BEGIN EXTRACTED MATERIAL

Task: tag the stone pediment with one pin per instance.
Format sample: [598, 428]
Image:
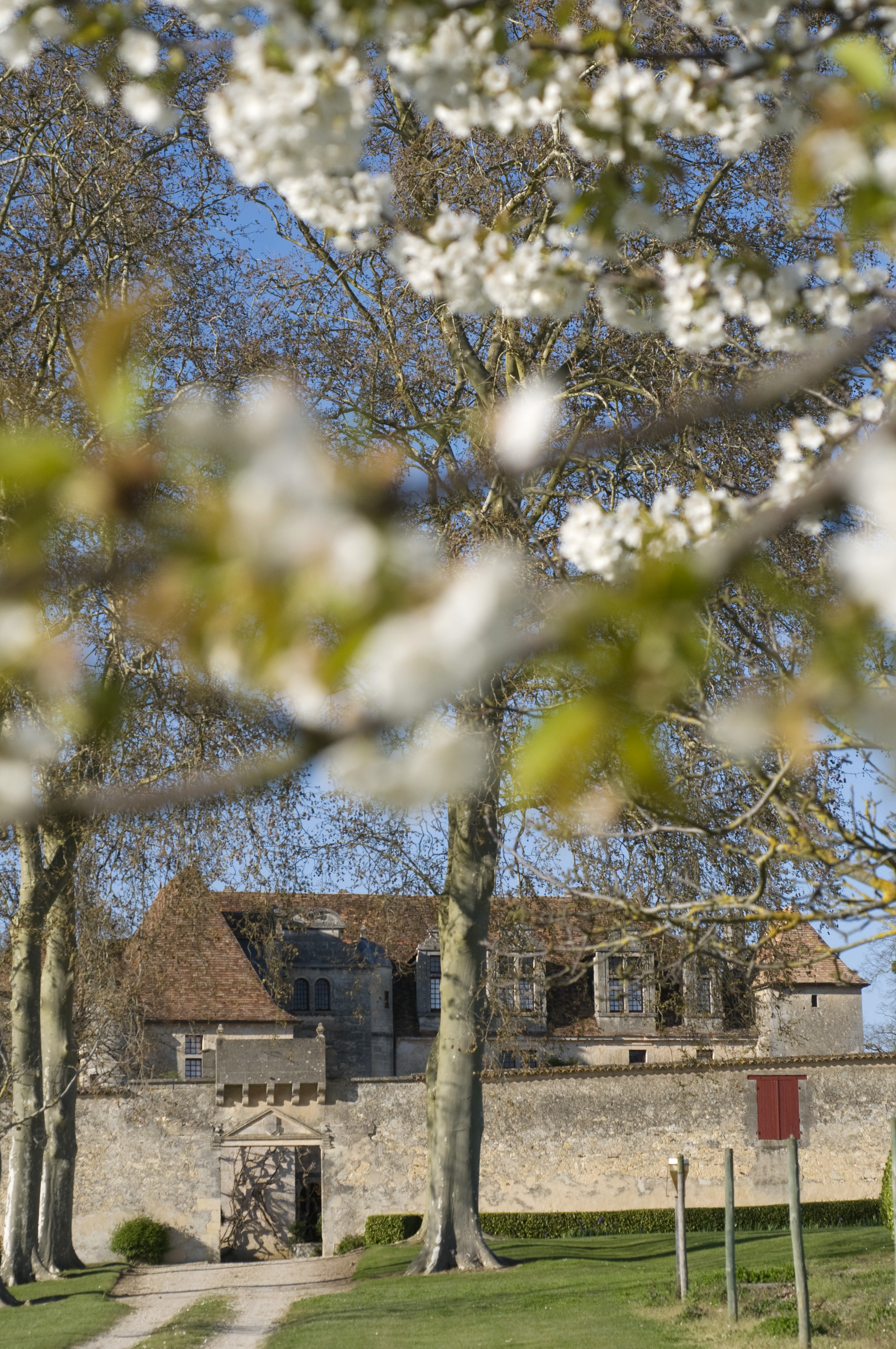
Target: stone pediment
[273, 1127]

END EXTRACTED MATERIAL
BEGIN EXTRACTED MATERIAL

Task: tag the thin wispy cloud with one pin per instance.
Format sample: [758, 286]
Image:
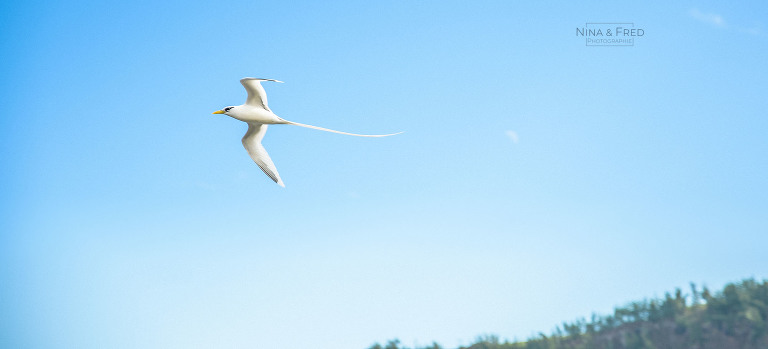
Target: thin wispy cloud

END EXTRACTED MATERIAL
BEGIN EXTRACTED MATERIAL

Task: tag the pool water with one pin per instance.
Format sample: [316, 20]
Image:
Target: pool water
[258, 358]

END EXTRACTED MATERIAL

Lay out the stretch from the line containing "Task: tag the thin" through the line containing "Target: thin wispy cloud" as a Markdown table with the columns Row and Entry line. Number each row, skip blank lines, and leave the pictures out of the table.

| Row | Entry line |
|---|---|
| 1 | Task: tag the thin wispy cloud with one pin per instance. |
| 2 | Format sample: [758, 286] |
| 3 | Image: |
| 4 | Target: thin wispy cloud |